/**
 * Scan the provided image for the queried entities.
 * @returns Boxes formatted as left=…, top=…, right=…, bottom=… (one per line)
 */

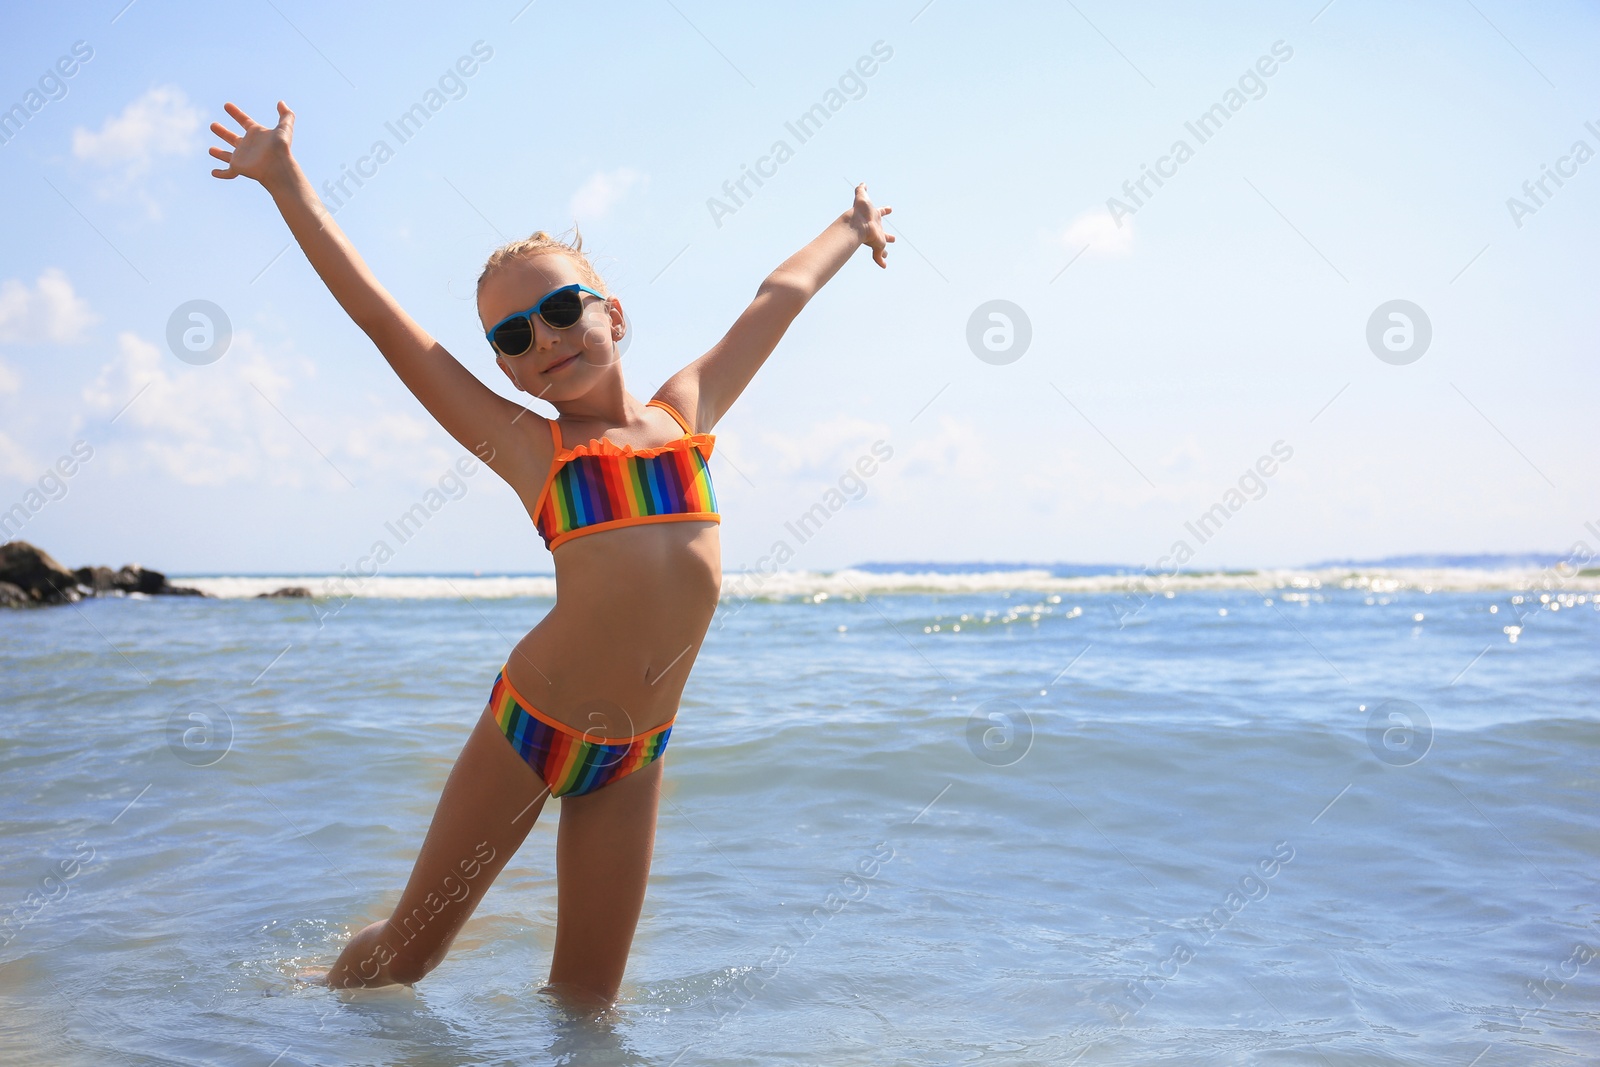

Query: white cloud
left=1060, top=208, right=1133, bottom=257
left=882, top=412, right=1160, bottom=517
left=1157, top=436, right=1204, bottom=476
left=0, top=359, right=19, bottom=395
left=569, top=167, right=647, bottom=220
left=80, top=330, right=297, bottom=486
left=748, top=414, right=893, bottom=479
left=0, top=268, right=97, bottom=344
left=71, top=85, right=203, bottom=178
left=71, top=86, right=204, bottom=218
left=892, top=414, right=994, bottom=485
left=79, top=330, right=453, bottom=489
left=0, top=430, right=39, bottom=480
left=341, top=407, right=450, bottom=475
------------------------------------------------
A precise copy of each record, with the images removed, should be output.

/**
 * Scan the provided image for the queried entities.
 * @returns Boxes formatted as left=…, top=…, right=…, bottom=… (one per line)
 */


Query: white cloud
left=1060, top=208, right=1133, bottom=257
left=882, top=412, right=1160, bottom=517
left=1157, top=436, right=1204, bottom=476
left=0, top=359, right=19, bottom=395
left=569, top=167, right=647, bottom=220
left=80, top=330, right=297, bottom=486
left=748, top=414, right=893, bottom=479
left=0, top=268, right=97, bottom=344
left=71, top=85, right=203, bottom=178
left=71, top=86, right=204, bottom=218
left=892, top=414, right=994, bottom=485
left=79, top=330, right=453, bottom=489
left=0, top=430, right=39, bottom=480
left=341, top=407, right=450, bottom=475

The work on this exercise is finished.